VSurf of Kerbin is .1746 km/s

So, dividing that by the radius, 600km gets me .000291 1/s

Then multiply that by my crafts current Orbital radius, 800km. That gets me .2838km/s

.2328 km/s should be the speed Kerbin rotates if the surface extended out to 800km, right? I felt you were trying to tell me that\'s how you got 1.868.

OOOOOOOOOHHHH!!!!!

*facepalm*

I think the decimals were throwing me off.

So 2.101 km/s is my crafts orbital speed, and IF Kerbin\'s surface was extended out to 800km (the same radius as my craft), it would rotate at .2328 km/s

2.101 km/s - .2328 km/s = 1.868 km/s

So that when I see Surface Velocity in KSP, it\'s telling me 'This is how fast your travelling relative to Kerbin\'s rotation as if it\'s surface was extended out to your orbit.'

Shoot. Now that I understand it, I wish you hadn\'t given me a formula ;P

Thanks for your patience, and the formula. It\'s been a while since I did physics, and sadly I don\'t think I could have made a formula on my own. It\'s been a long time since I\'ve done it.

───

[Brief 1]: Put the rows from the line containing "[seg] ceiling light fixture" through the end of the rows into a JSON list of strings, one string per line, leaving out blank lines.
The forum post and the rows are unrelated material.

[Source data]

───

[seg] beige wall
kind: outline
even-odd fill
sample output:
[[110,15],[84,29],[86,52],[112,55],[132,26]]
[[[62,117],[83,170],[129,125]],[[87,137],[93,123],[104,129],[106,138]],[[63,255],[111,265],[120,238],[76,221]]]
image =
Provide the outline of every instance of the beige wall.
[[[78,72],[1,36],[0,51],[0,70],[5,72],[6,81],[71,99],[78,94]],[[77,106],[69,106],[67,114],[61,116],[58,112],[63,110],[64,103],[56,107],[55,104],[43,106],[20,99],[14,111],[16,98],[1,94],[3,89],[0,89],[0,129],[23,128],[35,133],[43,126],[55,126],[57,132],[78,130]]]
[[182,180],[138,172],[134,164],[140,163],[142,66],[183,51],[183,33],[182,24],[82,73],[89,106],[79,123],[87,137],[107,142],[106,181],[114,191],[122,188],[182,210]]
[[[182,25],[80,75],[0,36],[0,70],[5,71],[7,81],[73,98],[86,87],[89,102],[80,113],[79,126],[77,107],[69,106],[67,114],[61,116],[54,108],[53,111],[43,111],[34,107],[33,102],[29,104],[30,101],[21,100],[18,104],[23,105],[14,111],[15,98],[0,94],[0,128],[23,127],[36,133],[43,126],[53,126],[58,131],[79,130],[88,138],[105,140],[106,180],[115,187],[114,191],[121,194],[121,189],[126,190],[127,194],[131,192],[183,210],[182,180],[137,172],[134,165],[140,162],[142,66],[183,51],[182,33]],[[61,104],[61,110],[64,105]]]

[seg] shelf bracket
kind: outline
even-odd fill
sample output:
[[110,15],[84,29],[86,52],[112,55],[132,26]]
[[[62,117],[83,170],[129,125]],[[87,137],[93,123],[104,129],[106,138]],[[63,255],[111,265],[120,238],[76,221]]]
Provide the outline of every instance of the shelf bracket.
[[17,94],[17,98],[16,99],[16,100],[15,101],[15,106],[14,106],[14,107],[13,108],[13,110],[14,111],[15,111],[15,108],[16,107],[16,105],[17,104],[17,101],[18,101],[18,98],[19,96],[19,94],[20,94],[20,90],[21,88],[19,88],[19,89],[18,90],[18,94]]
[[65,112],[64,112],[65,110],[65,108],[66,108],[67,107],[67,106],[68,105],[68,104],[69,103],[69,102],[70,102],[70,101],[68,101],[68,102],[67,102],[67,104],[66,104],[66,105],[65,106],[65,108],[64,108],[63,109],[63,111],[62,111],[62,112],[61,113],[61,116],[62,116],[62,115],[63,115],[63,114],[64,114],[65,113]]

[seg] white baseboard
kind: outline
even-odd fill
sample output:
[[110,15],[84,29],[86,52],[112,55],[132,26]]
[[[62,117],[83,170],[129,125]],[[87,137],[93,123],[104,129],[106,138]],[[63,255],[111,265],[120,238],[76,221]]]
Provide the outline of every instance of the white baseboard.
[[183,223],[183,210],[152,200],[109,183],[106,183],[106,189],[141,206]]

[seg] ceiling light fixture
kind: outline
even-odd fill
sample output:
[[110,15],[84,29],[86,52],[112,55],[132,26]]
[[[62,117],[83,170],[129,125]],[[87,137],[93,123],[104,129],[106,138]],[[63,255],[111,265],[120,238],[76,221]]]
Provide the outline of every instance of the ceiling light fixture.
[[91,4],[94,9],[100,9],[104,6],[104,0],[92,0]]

───

[Brief 2]: According to the forum post, what is the craft's orbital speed?

[Correct result 1]:
[
  "[seg] ceiling light fixture",
  "kind: outline",
  "even-odd fill",
  "sample output:",
  "[[110,15],[84,29],[86,52],[112,55],[132,26]]",
  "[[[62,117],[83,170],[129,125]],[[87,137],[93,123],[104,129],[106,138]],[[63,255],[111,265],[120,238],[76,221]]]",
  "Provide the outline of every instance of the ceiling light fixture.",
  "[[91,4],[94,9],[100,9],[104,6],[104,0],[92,0]]"
]

[Correct result 2]: 2.101 km/s